**FONTE**.
MPF investiga evento sobre genocídio palestino em universidade federal e reacende debate sobre liberdade acadêmica
O Ministério Público Federal (MPF) abriu um inquérito para apurar a realização de um evento promovido pelo Centro Estudantil de Relações Internacionais da Universidade Federal do Rio Grande do Sul (UFRGS), intitulado “1 ano da Atual Fase do Genocídio Palestino e a resistência frente ao Sionismo Israelense: O que mudou”. O caso, que ocorreu em outubro de 2024, voltou ao centro das discussões políticas e acadêmicas do país por envolver temas sensíveis como liberdade de expressão, liberdade acadêmica e intolerância religiosa.
A investigação foi instaurada após denúncia apresentada por um vereador de Porto Alegre, filiado ao partido Novo, que solicitou ao MPF a apuração de possíveis “indícios de intolerância religiosa e discurso antissemita”. O episódio reacendeu discussões sobre os limites da crítica política em instituições públicas de ensino e o papel do Estado na mediação de debates sobre o conflito entre Israel e Hamasng>.
O evento e o contexto político da investigação
Realizado em 10 de outubro de 2024, o evento sobre o suposto “genocídio palestino” teve como objetivo discutir as transformações geopolíticas e humanitárias decorrentes da guerra na Faixa de Gaza. A mesa contou com professores, pesquisadores e um representante da Federação Árabe Palestina do Brasil, além de estudantes de Relações Internacionais da própria universidade.
Segundo o Centro Estudantil de Relações Internacionais da UFRGS, o debate foi planejado para analisar criticamente o primeiro ano da nova fase do conflito entre Israel e Hamas, com foco nas consequências humanitárias e no papel da diplomacia internacional. O título provocativo do evento, entretanto, gerou forte repercussão fora do meio acadêmico, sendo interpretado por alguns setores como uma manifestação de teor político e ideológico.

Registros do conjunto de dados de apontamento
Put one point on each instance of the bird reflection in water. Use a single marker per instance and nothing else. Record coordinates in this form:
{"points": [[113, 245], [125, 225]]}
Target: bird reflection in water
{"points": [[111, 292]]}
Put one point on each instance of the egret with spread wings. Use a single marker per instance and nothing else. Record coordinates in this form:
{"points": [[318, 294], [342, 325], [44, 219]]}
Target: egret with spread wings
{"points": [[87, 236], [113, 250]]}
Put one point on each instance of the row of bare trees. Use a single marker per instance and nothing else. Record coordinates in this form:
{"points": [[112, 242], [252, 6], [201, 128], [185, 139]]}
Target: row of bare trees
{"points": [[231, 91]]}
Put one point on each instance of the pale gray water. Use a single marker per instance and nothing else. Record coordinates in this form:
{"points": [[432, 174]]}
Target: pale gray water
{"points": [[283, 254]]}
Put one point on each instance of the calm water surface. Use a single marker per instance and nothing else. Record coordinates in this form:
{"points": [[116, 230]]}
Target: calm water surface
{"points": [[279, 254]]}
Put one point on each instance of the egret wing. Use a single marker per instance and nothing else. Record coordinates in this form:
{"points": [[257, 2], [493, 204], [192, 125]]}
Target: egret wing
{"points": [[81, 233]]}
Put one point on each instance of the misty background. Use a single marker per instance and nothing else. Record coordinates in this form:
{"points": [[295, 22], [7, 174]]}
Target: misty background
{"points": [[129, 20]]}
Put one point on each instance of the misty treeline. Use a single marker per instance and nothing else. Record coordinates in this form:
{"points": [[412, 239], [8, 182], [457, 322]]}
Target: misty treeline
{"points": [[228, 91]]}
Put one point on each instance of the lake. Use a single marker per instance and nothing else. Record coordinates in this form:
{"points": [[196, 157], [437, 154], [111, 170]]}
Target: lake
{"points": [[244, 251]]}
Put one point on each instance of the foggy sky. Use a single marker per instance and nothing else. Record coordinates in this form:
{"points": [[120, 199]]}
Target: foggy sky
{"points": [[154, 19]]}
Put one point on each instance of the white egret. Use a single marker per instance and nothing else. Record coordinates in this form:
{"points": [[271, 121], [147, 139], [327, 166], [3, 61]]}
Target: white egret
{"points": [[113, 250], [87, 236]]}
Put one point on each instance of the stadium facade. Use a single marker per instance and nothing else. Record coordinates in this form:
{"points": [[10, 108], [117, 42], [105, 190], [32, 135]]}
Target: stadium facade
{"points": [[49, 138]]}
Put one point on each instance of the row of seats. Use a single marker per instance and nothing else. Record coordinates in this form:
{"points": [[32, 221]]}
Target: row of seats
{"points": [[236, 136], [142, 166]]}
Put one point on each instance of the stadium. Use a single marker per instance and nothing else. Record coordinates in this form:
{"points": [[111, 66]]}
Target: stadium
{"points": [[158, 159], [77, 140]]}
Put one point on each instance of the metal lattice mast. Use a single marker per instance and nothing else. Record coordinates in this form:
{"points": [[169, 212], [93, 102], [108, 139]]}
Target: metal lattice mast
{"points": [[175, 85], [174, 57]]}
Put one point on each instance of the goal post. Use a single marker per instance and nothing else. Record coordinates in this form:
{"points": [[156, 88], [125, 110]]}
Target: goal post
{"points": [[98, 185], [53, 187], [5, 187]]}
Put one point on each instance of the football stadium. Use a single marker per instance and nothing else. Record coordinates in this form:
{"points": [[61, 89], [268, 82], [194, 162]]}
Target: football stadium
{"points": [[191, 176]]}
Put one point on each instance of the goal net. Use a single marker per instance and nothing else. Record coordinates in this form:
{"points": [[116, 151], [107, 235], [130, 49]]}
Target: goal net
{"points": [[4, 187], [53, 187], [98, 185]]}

**O QUE SE PEDE**.
**a.** Traduza para o inglês esta frase da reportagem sobre o inquérito do MPF: "A mesa contou com professores, pesquisadores e um representante da Federação Árabe Palestina do Brasil, além de estudantes de Relações Internacionais da própria universidade."
**b.** Copie da reportagem sobre o inquérito do MPF o trecho entre "O evento e o" e "político e ideológico.", incluindo ambos.
**c.** Retome a reportagem sobre o inquérito do MPF a partir do ponto em que ela termina.

**LISTA DE RESPOSTAS**.
**a.** The panel included professors, researchers and a representative of the Palestinian Arab Federation of Brazil, as well as International Relations students from the university itself.

**b.**
O evento e o contexto político da investigação
Realizado em 10 de outubro de 2024, o evento sobre o suposto “genocídio palestino” teve como objetivo discutir as transformações geopolíticas e humanitárias decorrentes da guerra na Faixa de Gaza. A mesa contou com professores, pesquisadores e um representante da Federação Árabe Palestina do Brasil, além de estudantes de Relações Internacionais da própria universidade.
Segundo o Centro Estudantil de Relações Internacionais da UFRGS, o debate foi planejado para analisar criticamente o primeiro ano da nova fase do conflito entre Israel e Hamas, com foco nas consequências humanitárias e no papel da diplomacia internacional. O título provocativo do evento, entretanto, gerou forte repercussão fora do meio acadêmico, sendo interpretado por alguns setores como uma manifestação de teor político e ideológico.

**c.**
Com base nessa repercussão, o MPF decidiu instaurar uma investigação preliminar para avaliar se houve violação a leis que tratam da promoção de intolerância religiosa ou da propagação de discursos de ódio — especialmente contra a comunidade judaica.
Liberdade de expressão e o papel das universidades públicas
O caso coloca em pauta uma discussão recorrente no Brasil: até que ponto a liberdade de expressão e a autonomia universitária podem coexistir com os limites impostos pela legislação sobre discurso discriminatório.
Especialistas em direito constitucional lembram que a liberdade acadêmica é um dos pilares da Constituição Federal, assegurando o livre exercício do pensamento e da pesquisa dentro das universidades. No entanto, alertam que esse direito não é absoluto e deve respeitar os princípios de tolerância e convivência democrática.
Para o MPF, a abertura de um inquérito não implica em juízo de valor ou censura ao evento, mas sim em uma apuração de rotina sobre possíveis irregularidades na condução do debate e na utilização de recursos públicos para a realização da atividade.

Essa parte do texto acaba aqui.